» УСЛОВИЕ ЗАДАЧИ: Воспроизведите только записи на участке от строки с «Indicate each instance of the elderly» до строки с «[(575, 288), (630, 496)]» включительно, вместе с текстом запросов, и сдвиньте каждую координату точек в ответах на 23. Изображения в ответ не включайте.

» СТРОКИ:
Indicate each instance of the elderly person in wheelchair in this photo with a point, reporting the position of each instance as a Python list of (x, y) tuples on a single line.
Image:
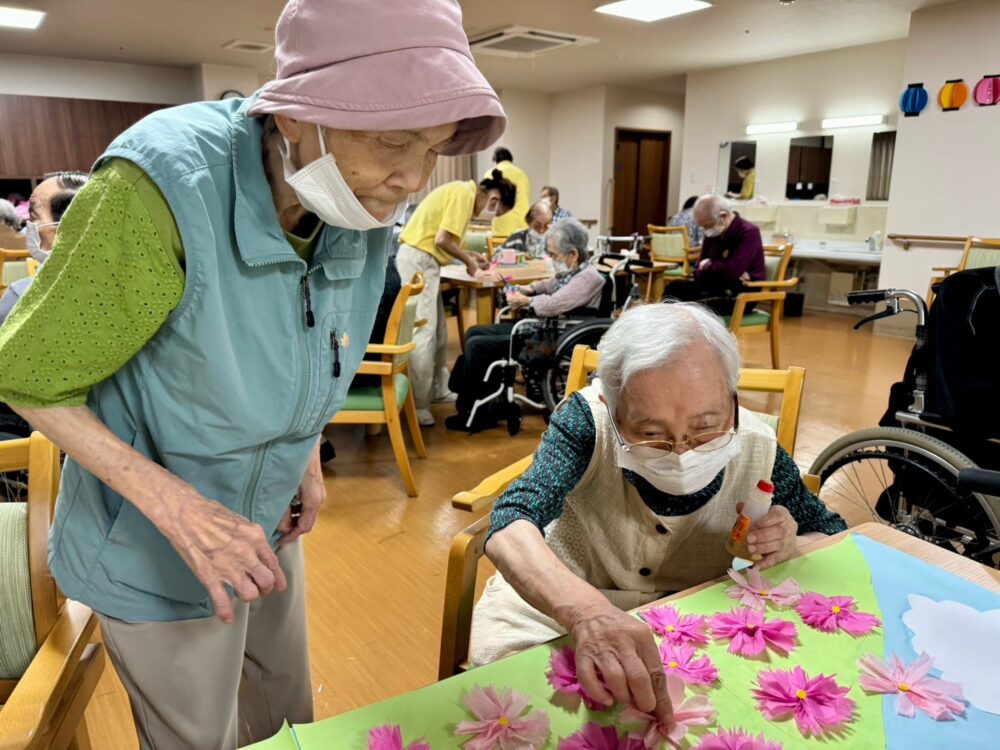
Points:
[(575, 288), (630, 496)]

--

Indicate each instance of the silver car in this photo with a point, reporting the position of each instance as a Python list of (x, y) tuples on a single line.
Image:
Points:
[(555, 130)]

» РЕШЕНИЕ УПРАЖНЕНИЯ:
Indicate each instance of the elderly person in wheelchair in this photo with a point, reporting the position of each instance as a Python list of (x, y) tuples on a single line.
Image:
Points:
[(598, 311), (653, 519)]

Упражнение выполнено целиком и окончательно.